THE TASK:
Repeat each of the lines below word for word, without changing or leaving out anything.

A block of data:
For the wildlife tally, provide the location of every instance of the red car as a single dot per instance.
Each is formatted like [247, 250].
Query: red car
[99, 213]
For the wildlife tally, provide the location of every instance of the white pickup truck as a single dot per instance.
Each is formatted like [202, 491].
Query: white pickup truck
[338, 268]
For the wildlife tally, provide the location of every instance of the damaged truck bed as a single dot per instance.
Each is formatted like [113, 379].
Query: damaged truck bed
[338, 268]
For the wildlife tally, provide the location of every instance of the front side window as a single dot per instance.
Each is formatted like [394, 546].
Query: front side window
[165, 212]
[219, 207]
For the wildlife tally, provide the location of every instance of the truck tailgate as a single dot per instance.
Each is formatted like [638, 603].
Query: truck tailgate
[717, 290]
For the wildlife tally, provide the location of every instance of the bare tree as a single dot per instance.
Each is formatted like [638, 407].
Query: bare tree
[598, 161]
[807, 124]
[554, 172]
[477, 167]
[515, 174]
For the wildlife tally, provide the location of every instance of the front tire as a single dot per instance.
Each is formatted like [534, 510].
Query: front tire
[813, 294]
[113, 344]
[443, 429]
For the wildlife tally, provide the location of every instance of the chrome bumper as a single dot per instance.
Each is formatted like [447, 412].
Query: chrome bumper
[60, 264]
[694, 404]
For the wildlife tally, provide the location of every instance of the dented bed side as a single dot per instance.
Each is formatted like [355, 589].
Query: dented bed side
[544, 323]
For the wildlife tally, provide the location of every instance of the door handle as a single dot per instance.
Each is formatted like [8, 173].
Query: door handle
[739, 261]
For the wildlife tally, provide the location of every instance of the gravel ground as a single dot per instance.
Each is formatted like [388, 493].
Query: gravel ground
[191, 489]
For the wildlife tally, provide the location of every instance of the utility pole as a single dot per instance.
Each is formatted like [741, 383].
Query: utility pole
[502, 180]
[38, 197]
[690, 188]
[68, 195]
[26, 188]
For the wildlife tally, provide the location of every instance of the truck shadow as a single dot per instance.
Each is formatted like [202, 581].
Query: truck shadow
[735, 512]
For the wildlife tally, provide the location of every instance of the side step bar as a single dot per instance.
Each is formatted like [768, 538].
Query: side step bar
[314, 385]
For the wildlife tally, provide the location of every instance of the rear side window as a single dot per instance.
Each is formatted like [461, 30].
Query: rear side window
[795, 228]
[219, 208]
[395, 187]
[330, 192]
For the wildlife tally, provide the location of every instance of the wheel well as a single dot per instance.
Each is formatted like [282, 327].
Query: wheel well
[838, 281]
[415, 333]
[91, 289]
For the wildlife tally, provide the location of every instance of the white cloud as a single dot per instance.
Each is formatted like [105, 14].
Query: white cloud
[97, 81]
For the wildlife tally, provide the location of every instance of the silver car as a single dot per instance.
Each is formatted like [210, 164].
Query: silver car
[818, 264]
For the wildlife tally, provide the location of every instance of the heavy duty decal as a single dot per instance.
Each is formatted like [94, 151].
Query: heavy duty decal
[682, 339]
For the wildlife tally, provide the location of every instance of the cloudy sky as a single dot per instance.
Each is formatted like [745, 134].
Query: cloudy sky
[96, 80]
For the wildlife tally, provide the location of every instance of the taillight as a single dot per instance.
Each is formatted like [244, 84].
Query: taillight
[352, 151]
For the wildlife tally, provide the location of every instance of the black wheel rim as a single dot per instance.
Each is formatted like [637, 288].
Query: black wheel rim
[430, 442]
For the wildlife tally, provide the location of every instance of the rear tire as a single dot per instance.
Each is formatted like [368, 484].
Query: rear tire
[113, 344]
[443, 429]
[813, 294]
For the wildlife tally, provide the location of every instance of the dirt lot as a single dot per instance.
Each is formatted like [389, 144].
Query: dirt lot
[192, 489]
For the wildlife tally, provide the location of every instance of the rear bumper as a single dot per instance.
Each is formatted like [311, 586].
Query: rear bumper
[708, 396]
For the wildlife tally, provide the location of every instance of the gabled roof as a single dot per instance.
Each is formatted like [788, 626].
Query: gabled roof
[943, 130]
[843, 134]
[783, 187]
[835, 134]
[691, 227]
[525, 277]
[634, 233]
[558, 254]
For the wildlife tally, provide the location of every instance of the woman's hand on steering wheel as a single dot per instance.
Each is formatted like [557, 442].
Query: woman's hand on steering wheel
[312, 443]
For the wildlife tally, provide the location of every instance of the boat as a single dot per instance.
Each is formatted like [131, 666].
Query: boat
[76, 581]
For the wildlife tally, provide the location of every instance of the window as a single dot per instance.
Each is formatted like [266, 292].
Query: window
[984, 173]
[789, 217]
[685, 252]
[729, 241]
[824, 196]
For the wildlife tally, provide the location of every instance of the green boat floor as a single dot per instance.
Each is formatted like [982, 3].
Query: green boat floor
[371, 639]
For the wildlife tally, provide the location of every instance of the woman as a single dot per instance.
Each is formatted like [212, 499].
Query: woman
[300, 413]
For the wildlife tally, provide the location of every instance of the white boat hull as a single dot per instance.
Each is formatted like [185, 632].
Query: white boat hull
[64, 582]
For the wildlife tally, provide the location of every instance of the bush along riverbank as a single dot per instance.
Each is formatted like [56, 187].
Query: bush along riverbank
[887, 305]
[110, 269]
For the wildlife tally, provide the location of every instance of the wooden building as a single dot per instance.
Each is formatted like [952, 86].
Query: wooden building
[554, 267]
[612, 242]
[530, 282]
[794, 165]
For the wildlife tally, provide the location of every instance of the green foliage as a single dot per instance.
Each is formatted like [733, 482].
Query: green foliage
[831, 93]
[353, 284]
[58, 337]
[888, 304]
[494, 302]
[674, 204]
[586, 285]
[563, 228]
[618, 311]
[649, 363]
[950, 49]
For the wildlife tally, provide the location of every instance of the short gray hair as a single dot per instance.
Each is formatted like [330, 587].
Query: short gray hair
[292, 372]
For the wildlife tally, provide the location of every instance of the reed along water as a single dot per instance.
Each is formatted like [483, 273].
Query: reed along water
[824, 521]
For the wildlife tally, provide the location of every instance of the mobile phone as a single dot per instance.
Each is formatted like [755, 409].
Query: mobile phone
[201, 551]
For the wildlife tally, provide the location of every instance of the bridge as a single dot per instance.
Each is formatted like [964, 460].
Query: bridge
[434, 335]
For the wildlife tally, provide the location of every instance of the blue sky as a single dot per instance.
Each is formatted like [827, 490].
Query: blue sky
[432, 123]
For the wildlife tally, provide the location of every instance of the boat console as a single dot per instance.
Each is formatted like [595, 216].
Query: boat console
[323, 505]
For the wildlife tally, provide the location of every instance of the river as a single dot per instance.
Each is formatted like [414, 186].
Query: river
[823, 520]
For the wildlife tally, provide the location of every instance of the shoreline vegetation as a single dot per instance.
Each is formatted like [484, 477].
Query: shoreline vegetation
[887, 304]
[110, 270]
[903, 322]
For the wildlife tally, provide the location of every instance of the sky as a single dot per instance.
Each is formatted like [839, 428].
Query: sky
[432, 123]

OUTPUT FOR THIS TASK:
For the wildlife tally, provide the location of every instance of the red car as a single dot per instance.
Each is formatted like [247, 250].
Query: red car
[99, 213]
For the wildlife tally, provide the location of every instance of the white pickup truck as a single dot per instance.
Each is formatted like [202, 491].
Query: white pickup truck
[338, 268]
For the wildlife tally, provide the location of every instance of the damaged truck bed as a single dot per instance.
Each is formatted like [113, 379].
Query: damaged truck bed
[338, 268]
For the wildlife tally, provide the location of every instance of the front side window as a single dot per instance.
Each is formatted like [394, 546].
Query: front side window
[165, 212]
[219, 207]
For the wildlife tally, provide the location of every instance of the truck tailgate as a single dot per instance.
Each is formatted like [638, 603].
Query: truck tailgate
[717, 290]
For the wildlife tally, provide the location of every instance of the bare tree as a single dot per instance.
Each is formatted like [638, 407].
Query: bare tree
[598, 161]
[807, 124]
[554, 172]
[477, 167]
[515, 174]
For the wildlife tally, provide the location of every instance of the front tire as a single dot per instance.
Each is formatted like [534, 510].
Query: front tire
[813, 294]
[113, 344]
[443, 429]
For the wildlife tally, provide the location of every instance of the chrome bumper as a single dot per instance.
Each is formatted like [447, 412].
Query: chrome bumper
[60, 264]
[694, 404]
For the wildlife tally, provide the location of every instance of the dented bed side as a single dot per instance.
Each is formatted like [355, 589].
Query: dented bed side
[544, 323]
For the wildlife tally, provide the location of every instance of the door handle as a single dot per instance.
Each is formatted like [8, 173].
Query: door handle
[739, 261]
For the wildlife tally, provide the location of every instance of the gravel ground as a single dot per instance.
Each is formatted like [388, 493].
Query: gravel ground
[191, 489]
For the wildlife tally, provide the location of every instance of the utility pole as a single dot per instance.
Each is formatted like [741, 383].
Query: utility pole
[502, 180]
[38, 197]
[690, 188]
[68, 195]
[26, 188]
For the wildlife tally, provide the location of every instance of the truck shadow as a single dot per instance.
Each is formatted like [202, 581].
Query: truck shadow
[735, 512]
For the wildlife tally, provide the location of every instance of the side step bar as a single dot per instance.
Each is formatted like [768, 538].
Query: side step bar
[314, 385]
For the wildlife tally, provide the location of every instance of the rear side window as a single dot per instance.
Each is formatted like [461, 30].
Query: rear side window
[795, 228]
[219, 208]
[395, 187]
[330, 192]
For the wildlife tally, provide the location of every instance of the wheel well as a single dot per instance.
Each is formatted like [282, 327].
Query: wheel well
[838, 281]
[415, 333]
[91, 289]
For the wildlife tally, provide the location of every instance of the white cloud as a single dot per instance.
Each is formatted like [105, 14].
Query: white cloud
[97, 81]
For the wildlife tally, provide the location of every instance of the silver car as a single dot per instance.
Each is formatted like [210, 164].
Query: silver car
[818, 264]
For the wildlife tally, provide the location of every instance of the heavy duty decal as a single dot per instance.
Each is formatted like [94, 151].
Query: heavy duty decal
[682, 339]
For the wildlife tally, provide the location of every instance of the cloudy sky as a single dot per instance.
Each is formatted like [745, 134].
Query: cloudy sky
[96, 80]
For the wildlife tally, provide the location of every instance of the taillight as a single dot per instance.
Each is formatted like [244, 84].
Query: taillight
[352, 151]
For the wildlife tally, provide the location of every instance of the black wheel rim as a single dot per instance.
Each is formatted like [637, 288].
Query: black wheel rim
[430, 442]
For the wildlife tally, provide the location of every instance of the rear tire as a single dot per instance.
Each is formatted like [368, 484].
Query: rear tire
[113, 344]
[443, 429]
[813, 294]
For the wildlife tally, provide the location of every instance of the dirt lot as a single dot per instance.
Each is formatted like [389, 144].
Query: dirt lot
[192, 489]
For the wildlife tally, provide the location of every instance of the rear bumper as a single dot per instance.
Each is formatted like [311, 586].
Query: rear bumper
[708, 396]
For the wildlife tally, provide the location of every instance of the gabled roof as a single dot per instance.
Each is formatted like [788, 626].
Query: gabled roof
[943, 130]
[843, 134]
[783, 187]
[835, 134]
[691, 227]
[525, 277]
[634, 233]
[558, 254]
For the wildlife tally, provide the location of every instance of the woman's hand on steering wheel as a single dot per instance.
Each is formatted like [557, 442].
Query: woman's hand on steering wheel
[312, 443]
For the wildlife tally, provide the location of every instance of the boat as a single dot per instance.
Each is formatted like [131, 666].
Query: boat
[76, 581]
For the wildlife tally, provide the location of every instance of the window as a single dot per instance.
Each is formatted like [266, 292].
Query: window
[984, 173]
[789, 217]
[685, 252]
[729, 241]
[824, 196]
For the wildlife tally, provide the location of every instance of the green boat floor as a single dot per instance.
Each is formatted like [982, 3].
Query: green boat floor
[371, 639]
For the wildlife tally, provide the location of every instance of the woman as a single dot per instance.
Each is formatted like [212, 499].
Query: woman
[300, 413]
For the wildlife tally, provide the location of every instance of the white boat hull as a single dot per instance.
Each is formatted like [185, 632].
Query: white boat hull
[64, 582]
For the wildlife tally, provide the location of every instance of the bush along riverbank as a single dot per instance.
Each is formatted like [56, 187].
Query: bush along riverbank
[887, 305]
[110, 269]
For the wildlife tally, provide the location of every instance of the wooden building as a single dot per instance.
Each is formatted like [952, 86].
Query: wooden building
[554, 267]
[612, 242]
[530, 282]
[794, 165]
For the wildlife tally, provide the location of every instance of the green foliage as a single dot per instance.
Each is formatted like [733, 482].
Query: green foliage
[831, 93]
[353, 284]
[58, 337]
[888, 304]
[494, 302]
[674, 204]
[586, 285]
[563, 228]
[618, 311]
[649, 363]
[950, 49]
For the wildlife tally, provide the location of every instance of the short gray hair as a single dot per instance.
Each is formatted like [330, 587].
Query: short gray hair
[292, 372]
For the wildlife tally, provide the location of every instance of the reed along water as a single dot per instance.
Each is formatted like [483, 273].
Query: reed along water
[824, 521]
For the wildlife tally, provide the location of every instance of the mobile phone as a single dot per instance.
Each is formatted like [755, 409].
Query: mobile phone
[201, 551]
For the wildlife tally, provide the location of every instance of the bridge as a single dot per instance.
Each is formatted like [964, 460].
Query: bridge
[434, 335]
For the wildlife tally, provide the location of every instance of the blue sky as a single dot per instance.
Each is formatted like [827, 490].
Query: blue sky
[432, 123]
For the wildlife tally, provide the location of every instance of the boat console as a single dot per instance.
Each is formatted like [595, 216].
Query: boat console
[323, 505]
For the wildlife tally, provide the location of every instance of the river as a single dot per instance.
Each is formatted like [414, 186].
Query: river
[823, 520]
For the wildlife tally, provide the location of every instance of the shoreline vegetation as a single dot per instance.
Each is formatted like [484, 477].
Query: shoreline vegetation
[887, 304]
[110, 270]
[903, 322]
For the wildlife tally, provide the location of every instance of the sky as a single dot per instance.
Each is formatted like [839, 428].
Query: sky
[432, 123]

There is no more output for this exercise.